Bloco de texto ▸

Devo dizer que naquele instante percebi que algo muito importante acontecera. Eu até ali apenas achava que era um candidato incomum, e agora tinha a certeza.

A entrevista tomaria rumos menos formais do que começara. O Dr Caio quis saber um pouco mais sobre mim, sobre onde eu já trabalhara, quais os meus planos atuais e futuros.

A tudo devo ter respondido tão satisfatoriamente, que chegamos à minha pergunta preferida.

Foi com uma justificável sensação de "déjà vu" que ouvi a tal pergunta: Qual a sua pretensão salarial?

Um pouco mais a cavaleiro do que da primeira vez, eu havia aprimorado a minha resposta: quero ganhar o mesmo que recebia no meu emprego anterior, isto é, Quinhentos Cruzeiros Novos mensais.

Dessa vez não ouvi risos nem ironias, pois o sentimento foi de respeito.

Dr Caio Pontual já havia encontrado quem queria contratar. Foi o que logo percebi, enquanto me controlava para não me alegrar antes do tempo.

Ele confirmaria isso em seguida, dizendo: quando você entrou nessa sala, eu já havia escolhido os dois estagiários a quem contratar. E dizendo isso apontou para dois dossiês que estavam separados, sobre a mesa. 

E prosseguiu: Acontece que você é a pessoa que estive procurando. Os estagiários que pretendi, seriam para que cada um trabalhasse por meio expediente. 

E me perguntou: Você poderia trabalhar os dois expedientes comigo? Eu o liberarei sempre que você tiver necessidade, por conta do curso.

Eu, que pensava não haver para mim resposta mais fácil do que "aquela", descobri que havia sim!

Naturalmente, e para que as coisas não ficassem inteiramente ao céu, o Dr Caio me pediria para aceitar nos primeiros três meses, que seriam admissionais, um salário de Quatrocentos Cruzeiros Novos. Após esses três meses "de experiência", automaticamente passaria aos Quinhentos Cruzeiros Novos pretendidos.

Exercício proposto 1 ▸
Devolva sem nenhuma alteração as linhas dos registros, começando pela linha que contém "the fingernail, given" e seguindo até a última linha dos registros, com as duas extremidades incluídas.
O texto e os registros não têm nenhuma relação entre si.

Registros da tarefa ▸
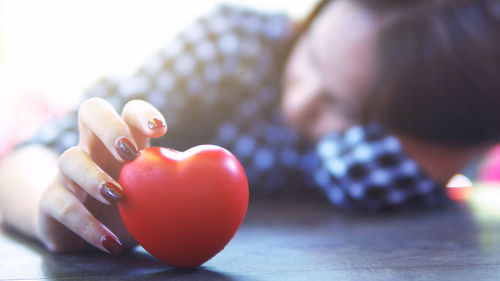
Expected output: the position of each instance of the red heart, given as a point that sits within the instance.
(183, 207)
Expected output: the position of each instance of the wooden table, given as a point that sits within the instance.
(298, 240)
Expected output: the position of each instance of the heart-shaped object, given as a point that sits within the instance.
(183, 207)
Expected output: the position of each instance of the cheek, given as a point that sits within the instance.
(299, 85)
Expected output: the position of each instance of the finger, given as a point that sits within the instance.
(99, 117)
(64, 207)
(144, 118)
(77, 165)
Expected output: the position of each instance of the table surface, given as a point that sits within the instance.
(298, 240)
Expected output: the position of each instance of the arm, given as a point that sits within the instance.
(23, 174)
(63, 209)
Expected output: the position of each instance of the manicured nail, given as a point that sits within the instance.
(126, 149)
(112, 244)
(155, 123)
(110, 192)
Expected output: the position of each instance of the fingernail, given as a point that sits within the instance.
(155, 123)
(110, 192)
(112, 244)
(126, 149)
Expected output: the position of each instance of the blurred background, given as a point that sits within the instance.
(52, 50)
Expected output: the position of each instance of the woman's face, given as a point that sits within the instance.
(330, 70)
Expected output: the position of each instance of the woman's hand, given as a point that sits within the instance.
(79, 207)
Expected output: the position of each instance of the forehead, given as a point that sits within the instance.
(343, 38)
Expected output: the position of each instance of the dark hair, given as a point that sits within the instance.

Exercício proposto 2 ▸
Redigite sem alterações o trecho do texto sobre a entrevista de emprego, começando em "Devo dizer que" e seguindo até "foi de respeito.".

Resposta esperada 1 ▸
Expected output: the position of each instance of the fingernail, given as a point that sits within the instance.
(155, 123)
(110, 192)
(112, 244)
(126, 149)
Expected output: the position of each instance of the blurred background, given as a point that sits within the instance.
(52, 50)
Expected output: the position of each instance of the woman's face, given as a point that sits within the instance.
(330, 70)
Expected output: the position of each instance of the woman's hand, given as a point that sits within the instance.
(79, 207)
Expected output: the position of each instance of the forehead, given as a point that sits within the instance.
(343, 38)
Expected output: the position of each instance of the dark hair, given as a point that sits within the instance.

Resposta esperada 2 ▸
Devo dizer que naquele instante percebi que algo muito importante acontecera. Eu até ali apenas achava que era um candidato incomum, e agora tinha a certeza.

A entrevista tomaria rumos menos formais do que começara. O Dr Caio quis saber um pouco mais sobre mim, sobre onde eu já trabalhara, quais os meus planos atuais e futuros.

A tudo devo ter respondido tão satisfatoriamente, que chegamos à minha pergunta preferida.

Foi com uma justificável sensação de "déjà vu" que ouvi a tal pergunta: Qual a sua pretensão salarial?

Um pouco mais a cavaleiro do que da primeira vez, eu havia aprimorado a minha resposta: quero ganhar o mesmo que recebia no meu emprego anterior, isto é, Quinhentos Cruzeiros Novos mensais.

Dessa vez não ouvi risos nem ironias, pois o sentimento foi de respeito.